■ PAGE EXTRACT
╭──

Summary
- Google is updating Gemini Live with advanced language skills and translation capabilities for smoother interactions.
- Gemini Live is also set to expand with screen sharing and live video streaming features while maintaining conversation transcripts only.
- Gemini 2.0 marks the start of the “agent era” with Flash, a faster model capable of generating images, speech, and text.
Talking to AI used to feel like something out of a sci-fi movie, but now it’s just part of everyday life—thanks to tools like Gemini Live. With instant access from your phone, these AI assistants are changing the way we interact with technology. And Google isn’t stopping there—it’s making Gemini Live even smoother and more engaging to keep conversations feeling natural.
In an email to users, Google revealed a major upgrade for Gemini Live, packing in its latest AI model to make it way smarter. While the company is keeping the nitty-gritty under wraps for now, one thing is clear: Gemini Live has gained more advanced skills at understanding different languages, accents, and dialects, plus its translation capabilities are stronger than ever.
Gemini Live is also gearing up for bigger ways to connect, including screen sharing and live video streaming, as per Google’s email. To make these features work smoothly, Google will start storing your audio, video, and screen share data in your Gemini Apps Activity (if enabled). Right now, only conversation transcripts are saved.

╰──

(Stored data)
╭──

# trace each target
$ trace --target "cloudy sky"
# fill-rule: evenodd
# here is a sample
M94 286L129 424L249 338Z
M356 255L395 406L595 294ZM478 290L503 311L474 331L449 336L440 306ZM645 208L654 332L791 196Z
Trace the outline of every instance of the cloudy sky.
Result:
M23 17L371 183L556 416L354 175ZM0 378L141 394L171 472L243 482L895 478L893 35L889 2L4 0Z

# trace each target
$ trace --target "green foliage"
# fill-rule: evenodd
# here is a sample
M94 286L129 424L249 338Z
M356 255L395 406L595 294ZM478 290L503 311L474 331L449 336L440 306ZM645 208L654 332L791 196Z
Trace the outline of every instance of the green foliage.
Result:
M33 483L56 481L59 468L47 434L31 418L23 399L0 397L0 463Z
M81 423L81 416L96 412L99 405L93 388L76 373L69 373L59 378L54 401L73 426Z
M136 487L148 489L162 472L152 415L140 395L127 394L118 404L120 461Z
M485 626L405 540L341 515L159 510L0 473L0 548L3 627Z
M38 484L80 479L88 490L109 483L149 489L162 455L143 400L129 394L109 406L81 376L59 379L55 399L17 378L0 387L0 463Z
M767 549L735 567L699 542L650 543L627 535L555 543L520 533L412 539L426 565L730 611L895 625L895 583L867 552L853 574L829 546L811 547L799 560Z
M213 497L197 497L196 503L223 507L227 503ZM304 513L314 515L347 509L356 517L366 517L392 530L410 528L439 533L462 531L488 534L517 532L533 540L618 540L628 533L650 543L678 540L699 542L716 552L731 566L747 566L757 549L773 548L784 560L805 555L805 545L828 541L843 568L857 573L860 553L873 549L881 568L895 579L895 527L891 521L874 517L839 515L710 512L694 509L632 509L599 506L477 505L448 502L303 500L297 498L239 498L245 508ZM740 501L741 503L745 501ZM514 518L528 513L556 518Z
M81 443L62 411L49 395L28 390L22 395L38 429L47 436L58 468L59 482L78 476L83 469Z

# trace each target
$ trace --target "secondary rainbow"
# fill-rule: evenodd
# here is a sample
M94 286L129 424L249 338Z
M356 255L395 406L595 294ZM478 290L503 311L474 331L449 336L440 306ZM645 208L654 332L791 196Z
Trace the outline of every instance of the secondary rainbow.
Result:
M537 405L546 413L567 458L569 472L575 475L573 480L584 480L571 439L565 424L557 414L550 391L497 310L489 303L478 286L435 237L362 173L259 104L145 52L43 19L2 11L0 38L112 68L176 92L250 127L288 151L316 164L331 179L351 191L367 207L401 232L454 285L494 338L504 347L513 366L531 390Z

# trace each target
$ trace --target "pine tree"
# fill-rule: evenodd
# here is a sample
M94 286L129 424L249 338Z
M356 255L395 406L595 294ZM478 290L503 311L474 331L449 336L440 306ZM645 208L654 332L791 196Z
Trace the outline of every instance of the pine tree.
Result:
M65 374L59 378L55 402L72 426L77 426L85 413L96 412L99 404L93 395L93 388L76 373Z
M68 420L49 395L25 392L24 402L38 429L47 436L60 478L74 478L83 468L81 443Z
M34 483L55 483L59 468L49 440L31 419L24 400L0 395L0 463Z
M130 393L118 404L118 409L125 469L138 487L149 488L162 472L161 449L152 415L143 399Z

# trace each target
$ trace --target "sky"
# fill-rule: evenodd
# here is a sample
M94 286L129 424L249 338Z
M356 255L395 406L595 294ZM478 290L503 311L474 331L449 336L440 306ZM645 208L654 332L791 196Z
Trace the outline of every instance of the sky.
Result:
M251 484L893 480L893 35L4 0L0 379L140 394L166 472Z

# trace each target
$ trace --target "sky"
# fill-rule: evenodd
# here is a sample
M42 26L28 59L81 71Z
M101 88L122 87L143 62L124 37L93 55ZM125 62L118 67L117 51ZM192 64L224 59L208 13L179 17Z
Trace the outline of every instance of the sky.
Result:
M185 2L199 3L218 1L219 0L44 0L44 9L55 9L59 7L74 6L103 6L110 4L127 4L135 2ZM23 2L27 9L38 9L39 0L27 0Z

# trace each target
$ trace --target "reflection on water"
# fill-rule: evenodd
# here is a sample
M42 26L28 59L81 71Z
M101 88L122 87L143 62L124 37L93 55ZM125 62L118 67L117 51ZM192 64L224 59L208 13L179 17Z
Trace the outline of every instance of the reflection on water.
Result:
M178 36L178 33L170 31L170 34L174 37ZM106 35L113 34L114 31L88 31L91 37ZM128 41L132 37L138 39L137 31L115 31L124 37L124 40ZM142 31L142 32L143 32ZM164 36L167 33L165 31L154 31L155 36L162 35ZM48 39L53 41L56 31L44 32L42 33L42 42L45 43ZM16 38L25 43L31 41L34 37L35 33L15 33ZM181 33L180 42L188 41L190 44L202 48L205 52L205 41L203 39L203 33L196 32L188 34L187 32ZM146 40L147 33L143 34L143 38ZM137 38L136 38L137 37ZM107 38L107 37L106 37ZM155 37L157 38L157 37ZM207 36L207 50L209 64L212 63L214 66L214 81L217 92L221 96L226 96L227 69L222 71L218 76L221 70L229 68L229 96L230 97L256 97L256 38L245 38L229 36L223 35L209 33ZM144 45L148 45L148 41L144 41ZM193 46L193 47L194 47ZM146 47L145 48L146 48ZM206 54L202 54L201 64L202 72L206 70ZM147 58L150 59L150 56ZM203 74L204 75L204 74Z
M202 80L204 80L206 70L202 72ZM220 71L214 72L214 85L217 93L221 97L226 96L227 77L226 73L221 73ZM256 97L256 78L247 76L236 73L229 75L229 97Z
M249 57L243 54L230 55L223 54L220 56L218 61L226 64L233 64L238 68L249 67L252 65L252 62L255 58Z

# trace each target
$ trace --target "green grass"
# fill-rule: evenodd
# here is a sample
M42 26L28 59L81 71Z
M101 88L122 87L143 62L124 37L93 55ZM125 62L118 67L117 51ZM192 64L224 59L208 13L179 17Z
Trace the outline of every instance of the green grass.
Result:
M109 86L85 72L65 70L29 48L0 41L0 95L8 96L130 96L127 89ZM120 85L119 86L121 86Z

╰──

■ WORK INSTRUCTIONS
**1)** Transcribe the passage of the Gemini Live article that begins at the words "In an email" and stops after the words "stronger than ever.".
**2)** Finish out the next part of the Gemini Live article, picking up after its final sentence.

■ PER-TASK OUTPUTS
**1)**
In an email to users, Google revealed a major upgrade for Gemini Live, packing in its latest AI model to make it way smarter. While the company is keeping the nitty-gritty under wraps for now, one thing is clear: Gemini Live has gained more advanced skills at understanding different languages, accents, and dialects, plus its translation capabilities are stronger than ever.

**2)**
Gemini 2 natively generates images, speech, and text
With the rollout of Gemini 2.0 late last year, the Multimodal Live API gave developers the tools to handle all kinds of inputs—text, audio, video—and spit out text or audio responses. It’s pretty likely that Gemini Live is tapping into this API to power its features, as noted by 9to5Google.
Google is calling Gemini 2 the start of the “agent era.” This model is on par with OpenAI’s o1 but with a bonus: it can natively generate images, speech, text, and more. The first in the lineup is Gemini 2.0 Flash, though it’s still labeled as “experimental” for now. According to Google, Flash is twice as fast as its predecessor, Gemini Pro 1.5, and beats it on major performance benchmarks.
When Gemini 1.0 arrived, we were basically deep in the “chatbot” era—AI you could chat with and use to whip up content. But then OpenAI’s o1 rolled in, and things shifted since. Suddenly, we were in the “reasoning era,” where AI could think more like us, and at the same time, the “agent era” kicked off, where AI started doing more on its own.